* **Request**: Copy down every entry below word for word, changing nothing.

* **Extracted entries**:
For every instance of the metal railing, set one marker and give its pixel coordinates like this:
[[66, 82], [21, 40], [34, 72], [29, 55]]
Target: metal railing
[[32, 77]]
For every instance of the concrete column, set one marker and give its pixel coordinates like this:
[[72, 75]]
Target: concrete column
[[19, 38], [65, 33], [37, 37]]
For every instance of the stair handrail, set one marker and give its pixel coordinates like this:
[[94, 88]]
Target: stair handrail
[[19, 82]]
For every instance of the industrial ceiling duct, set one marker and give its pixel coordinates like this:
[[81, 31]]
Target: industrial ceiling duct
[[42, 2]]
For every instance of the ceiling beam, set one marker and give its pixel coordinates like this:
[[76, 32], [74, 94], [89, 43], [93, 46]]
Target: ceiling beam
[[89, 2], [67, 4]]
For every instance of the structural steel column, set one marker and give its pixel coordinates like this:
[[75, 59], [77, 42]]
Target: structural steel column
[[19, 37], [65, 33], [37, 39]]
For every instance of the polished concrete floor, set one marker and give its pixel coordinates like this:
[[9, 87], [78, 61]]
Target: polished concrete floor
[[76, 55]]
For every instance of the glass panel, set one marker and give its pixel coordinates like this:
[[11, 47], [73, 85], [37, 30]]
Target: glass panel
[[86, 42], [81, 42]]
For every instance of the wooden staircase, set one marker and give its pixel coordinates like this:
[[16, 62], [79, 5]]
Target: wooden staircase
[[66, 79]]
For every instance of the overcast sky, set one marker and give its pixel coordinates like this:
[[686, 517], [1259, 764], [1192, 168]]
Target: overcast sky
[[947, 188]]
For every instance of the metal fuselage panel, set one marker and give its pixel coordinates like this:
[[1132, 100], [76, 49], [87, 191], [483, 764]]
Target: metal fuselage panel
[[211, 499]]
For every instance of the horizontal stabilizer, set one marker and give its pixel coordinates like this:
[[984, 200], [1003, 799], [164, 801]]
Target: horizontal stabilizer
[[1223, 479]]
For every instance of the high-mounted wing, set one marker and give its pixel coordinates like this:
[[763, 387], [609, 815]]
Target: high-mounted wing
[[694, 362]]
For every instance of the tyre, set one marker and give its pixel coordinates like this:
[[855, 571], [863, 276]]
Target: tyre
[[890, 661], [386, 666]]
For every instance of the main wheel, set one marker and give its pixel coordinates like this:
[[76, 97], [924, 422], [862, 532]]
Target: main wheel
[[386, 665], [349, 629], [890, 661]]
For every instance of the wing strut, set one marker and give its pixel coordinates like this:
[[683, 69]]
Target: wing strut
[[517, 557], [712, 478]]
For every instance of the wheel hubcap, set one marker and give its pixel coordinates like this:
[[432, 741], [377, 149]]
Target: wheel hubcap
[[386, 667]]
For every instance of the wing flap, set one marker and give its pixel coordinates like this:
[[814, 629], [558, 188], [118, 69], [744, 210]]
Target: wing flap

* **Full answer**:
For every instance of the metal railing, set one marker and give its pixel coordinates like this:
[[66, 82], [21, 40], [34, 72], [29, 55]]
Target: metal railing
[[32, 77]]
For every instance of the concrete column, set one marker and give its pixel coordinates like this:
[[72, 75]]
Target: concrete column
[[19, 38], [65, 33], [37, 37]]
For every instance of the stair handrail, set one marker and give its pixel coordinates like this:
[[94, 88]]
Target: stair handrail
[[19, 82]]
For every instance of the industrial ceiling duct, set one marker and give its pixel coordinates like this:
[[81, 31]]
Target: industrial ceiling duct
[[42, 2]]
For every instance of the ceiling beam, set one marker and give its pixel coordinates like this:
[[76, 32], [74, 94], [89, 43], [93, 46]]
Target: ceiling beam
[[89, 2], [67, 4]]
For every instance of the structural steel column, set one marker and give its pixel coordinates like this:
[[75, 59], [77, 42]]
Target: structural steel column
[[19, 37], [65, 33], [37, 39]]
For every instance of the polished concrete floor, set one marker and give its pixel coordinates like this:
[[9, 87], [78, 61]]
Target: polished concrete floor
[[76, 55]]
For every instance of the glass panel, set one marker and give its pixel coordinates like this:
[[11, 47], [73, 85], [37, 30]]
Target: glass panel
[[86, 42], [81, 42]]
For every instance of the wooden staircase, set one marker and give its pixel coordinates like this:
[[16, 62], [79, 5]]
Target: wooden staircase
[[66, 79]]
For every instance of the overcast sky, set one marker and give its pixel coordinates like this:
[[686, 517], [1259, 764], [1192, 168]]
Target: overcast sky
[[947, 188]]
For every instance of the metal fuselage panel, set one marker and give its pixel coordinates like this:
[[1132, 100], [76, 49], [87, 191], [483, 764]]
Target: metal fuselage panel
[[211, 499]]
For every instance of the horizontal stabilizer, set one marker and give its pixel coordinates like this:
[[984, 200], [1003, 799], [164, 801]]
Target: horizontal stabilizer
[[1223, 479]]
For every instance of the high-mounted wing, set one marker and give its pixel coordinates like this:
[[763, 387], [609, 815]]
Target: high-mounted wing
[[694, 362]]
For every instance of the tyre, set one marker and give its pixel coordinates like this:
[[855, 571], [863, 276]]
Target: tyre
[[890, 661], [386, 666]]
For every instance of the main wheel, set one marker and give its pixel coordinates like this:
[[76, 97], [924, 422], [862, 532]]
Target: main wheel
[[386, 665], [349, 629], [890, 661]]
For every instance of the wing strut, set one marker and give its pixel coordinates like this:
[[683, 69]]
Target: wing strut
[[517, 557], [712, 478]]
For every instance of the wheel hubcap, set one marker and give its pixel coordinates like this:
[[432, 741], [377, 149]]
Target: wheel hubcap
[[386, 667]]
For every instance of the wing flap, set one marker and give its pixel coordinates like this:
[[814, 629], [558, 188], [118, 69], [744, 210]]
Target: wing flap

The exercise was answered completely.